Documento:

____________________

Porcupine Tree – Ci sono periodi nella vita di ogni creativo in cui riuscire a mettere la propria anima e la propria idea in arte viene tremendamente facile. Le idee, le parole e i suoni fluiscono con naturalezza come fossero una sorgente d’acqua dando vita, spesso, a figli di cui non si può essere altro che estasiati. Poi, invece, ci sono periodi in cui quella naturalezza scompare, in cui l’opera creativa sembra un monte insormontabile e in cui sembra di dimenticarsi come si fa il proprio lavoro
Si sa, non vi è buona arte senza naturalezza, e proprio in questo periodo so bene cosa significhi avere i boccaporti “chiusi”, essere incapaci di produrre qualcosa con la leggerezza naturale di chi sa dove vuole andare o che, quanto meno, sa che arriverà da qualche parte. Proprio in questi momenti amo rifugiarmi nei “beniamini” e mentori musicali che mi hanno fatto scuola e accompagnato a lungo, legando a loro molti ricordi dei momenti passati, li dove tutto sembrava più bello, nuovo e ricco di possibilità. A titolo di ciò, non si può non parlare dei Porcupine Tree.

____________________

Esercizio:
Continua il testo sui Porcupine Tree dopo l'ultima frase riportata. Queste voci provengono da una fonte diversa.

____________________

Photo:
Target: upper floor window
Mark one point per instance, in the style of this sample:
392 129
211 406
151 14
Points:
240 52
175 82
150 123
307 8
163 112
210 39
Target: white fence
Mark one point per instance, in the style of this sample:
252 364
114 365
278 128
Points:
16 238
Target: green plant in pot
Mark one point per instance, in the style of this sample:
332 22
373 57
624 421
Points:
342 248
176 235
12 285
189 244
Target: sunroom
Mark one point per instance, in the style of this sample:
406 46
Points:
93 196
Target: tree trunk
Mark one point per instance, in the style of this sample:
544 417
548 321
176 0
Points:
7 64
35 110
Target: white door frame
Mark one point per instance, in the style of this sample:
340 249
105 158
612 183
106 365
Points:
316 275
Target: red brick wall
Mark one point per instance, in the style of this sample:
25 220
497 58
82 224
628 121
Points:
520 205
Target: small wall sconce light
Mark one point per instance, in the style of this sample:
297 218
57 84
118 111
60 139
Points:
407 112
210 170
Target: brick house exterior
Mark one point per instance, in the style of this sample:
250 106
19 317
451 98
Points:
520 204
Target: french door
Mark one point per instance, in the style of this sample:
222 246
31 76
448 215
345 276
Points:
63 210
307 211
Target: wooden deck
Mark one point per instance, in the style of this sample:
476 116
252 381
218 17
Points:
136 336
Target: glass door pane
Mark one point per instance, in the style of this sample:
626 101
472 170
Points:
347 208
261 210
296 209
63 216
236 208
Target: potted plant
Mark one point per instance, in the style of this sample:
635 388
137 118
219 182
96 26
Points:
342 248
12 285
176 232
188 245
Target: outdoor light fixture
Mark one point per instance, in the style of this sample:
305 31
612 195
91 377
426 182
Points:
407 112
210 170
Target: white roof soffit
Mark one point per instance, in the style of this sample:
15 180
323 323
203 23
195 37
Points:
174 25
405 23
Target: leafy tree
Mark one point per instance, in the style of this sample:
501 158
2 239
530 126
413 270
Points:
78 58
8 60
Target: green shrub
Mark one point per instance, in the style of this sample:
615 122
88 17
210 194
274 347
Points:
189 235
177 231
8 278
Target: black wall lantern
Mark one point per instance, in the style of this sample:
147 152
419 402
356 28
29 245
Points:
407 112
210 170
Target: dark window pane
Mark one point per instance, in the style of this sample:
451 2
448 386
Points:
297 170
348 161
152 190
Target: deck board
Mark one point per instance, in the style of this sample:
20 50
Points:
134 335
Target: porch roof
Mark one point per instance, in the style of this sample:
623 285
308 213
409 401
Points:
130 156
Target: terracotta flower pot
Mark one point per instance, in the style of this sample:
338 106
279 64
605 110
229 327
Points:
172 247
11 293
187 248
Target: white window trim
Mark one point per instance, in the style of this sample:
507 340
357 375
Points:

____________________

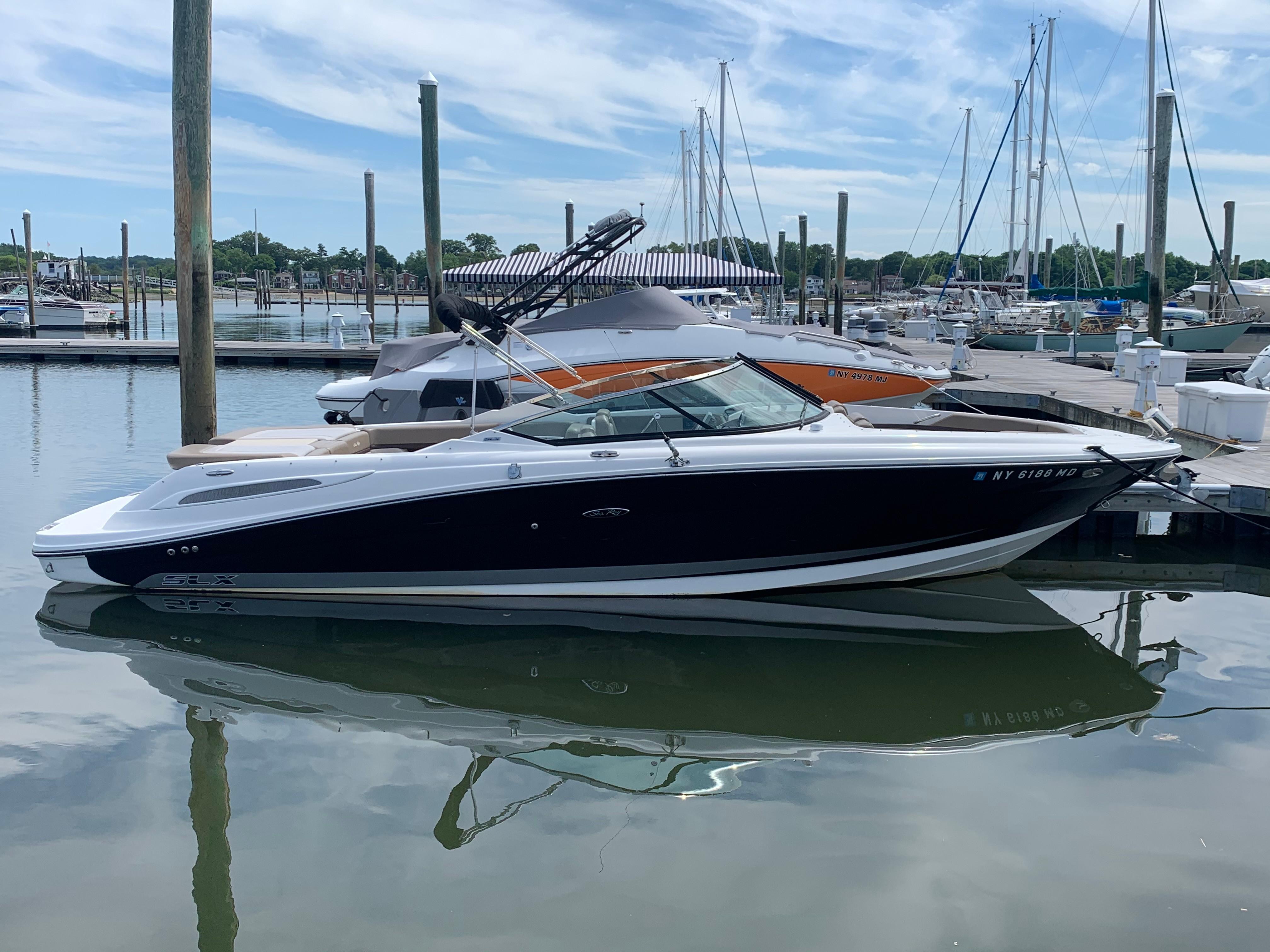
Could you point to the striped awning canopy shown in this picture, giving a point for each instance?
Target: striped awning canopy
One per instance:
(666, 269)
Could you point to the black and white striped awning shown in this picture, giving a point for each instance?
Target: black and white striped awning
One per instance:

____________________

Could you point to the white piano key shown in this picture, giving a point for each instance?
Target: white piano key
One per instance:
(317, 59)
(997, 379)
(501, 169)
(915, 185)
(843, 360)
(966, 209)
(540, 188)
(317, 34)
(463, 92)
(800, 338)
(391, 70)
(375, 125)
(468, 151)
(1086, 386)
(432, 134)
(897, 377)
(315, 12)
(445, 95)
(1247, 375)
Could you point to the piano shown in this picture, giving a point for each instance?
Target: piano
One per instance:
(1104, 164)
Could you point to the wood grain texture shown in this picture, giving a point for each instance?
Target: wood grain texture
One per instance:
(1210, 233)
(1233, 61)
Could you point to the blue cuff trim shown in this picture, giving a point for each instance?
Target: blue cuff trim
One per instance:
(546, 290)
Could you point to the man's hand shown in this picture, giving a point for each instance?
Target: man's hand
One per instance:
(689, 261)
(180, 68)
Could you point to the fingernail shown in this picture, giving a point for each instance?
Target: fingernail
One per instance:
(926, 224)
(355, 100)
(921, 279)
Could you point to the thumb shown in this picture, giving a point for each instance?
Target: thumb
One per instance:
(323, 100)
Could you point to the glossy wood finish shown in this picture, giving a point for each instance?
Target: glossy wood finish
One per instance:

____________________

Svolgimento:
A differenza degli artisti già trattati in precedenza, come per esempio i Contortionst o i Bent Knee, il complesso progressive rock inglese è ben più datato e, ahimè, ormai lontano dalle scene, vedendo la sua mente principale, un certo Steven Wilson, ormai totalmente assorbito nella sua carriera solista (che a sentire le recentissime produzioni da poco rilasciate sta prendendo delle vie piuttosto dubbie).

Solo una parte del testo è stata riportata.